The data below should be transcribed in full, with no picture included.

(Record set)

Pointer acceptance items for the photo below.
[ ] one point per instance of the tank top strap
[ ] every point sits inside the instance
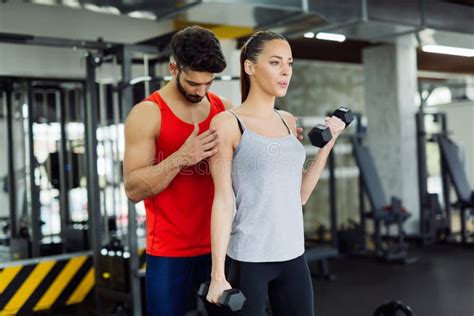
(284, 122)
(239, 121)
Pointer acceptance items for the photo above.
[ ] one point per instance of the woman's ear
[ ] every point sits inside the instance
(173, 68)
(249, 67)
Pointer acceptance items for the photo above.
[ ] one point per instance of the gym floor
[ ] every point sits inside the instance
(440, 283)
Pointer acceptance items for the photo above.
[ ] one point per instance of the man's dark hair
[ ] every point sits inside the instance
(198, 49)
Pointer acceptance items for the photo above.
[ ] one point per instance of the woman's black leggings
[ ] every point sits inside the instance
(287, 284)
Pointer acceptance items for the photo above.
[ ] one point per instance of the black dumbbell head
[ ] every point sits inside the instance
(345, 114)
(319, 135)
(203, 289)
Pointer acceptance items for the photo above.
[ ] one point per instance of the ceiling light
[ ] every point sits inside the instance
(448, 50)
(331, 37)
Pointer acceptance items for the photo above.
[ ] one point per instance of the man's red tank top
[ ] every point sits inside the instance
(178, 219)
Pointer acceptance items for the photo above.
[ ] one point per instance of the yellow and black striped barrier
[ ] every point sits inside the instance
(28, 286)
(42, 284)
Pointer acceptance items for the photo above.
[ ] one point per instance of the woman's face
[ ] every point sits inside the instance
(273, 69)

(End Record set)

Output for this task:
Pointer acceptance items for the photo below.
[ ] one point per instance of the tank top strap
[ ] every point sits inside the instance
(284, 122)
(239, 121)
Pointer acceptance items for the photo above.
[ ] one point per instance of the woman's ear
[ ] every point sits inside the instance
(173, 68)
(249, 67)
Pointer acceptance items for the photo above.
[ ] one point per instance of the gym floor
[ ] every point sits inside the instance
(440, 283)
Pointer acceptance items for the photo above.
[ ] one point per instance of the man's dark hair
[ ] every point sits inside the instance
(198, 49)
Pointer acceptance items for the photo above.
[ ] one point per instance of the woman's black leggings
[ ] every point sits inside the instance
(287, 284)
Pointer acceptance items for the photo above.
[ ] one point per instance of the black dumbbell head
[ ] every point sits inside the instance
(345, 114)
(319, 135)
(203, 289)
Pointer acceptance items for the photo above.
[ ] one point per instance of the ceiling light
[ ] every point sits inside the instance
(448, 50)
(331, 37)
Pointer acceptance items for the photo above.
[ ] one point per instance of the man's red tank top
[ ] every point sits inside the instance
(178, 219)
Pointer acceptance items for the photo above.
[ ] one point per instance of the yellow and black striped barrier
[ ] every point sits inside the instance
(28, 286)
(42, 284)
Pointer acceptance items for the photo above.
[ ] one point per instance of the woman's face
[ ] every point sits inside the instance
(273, 69)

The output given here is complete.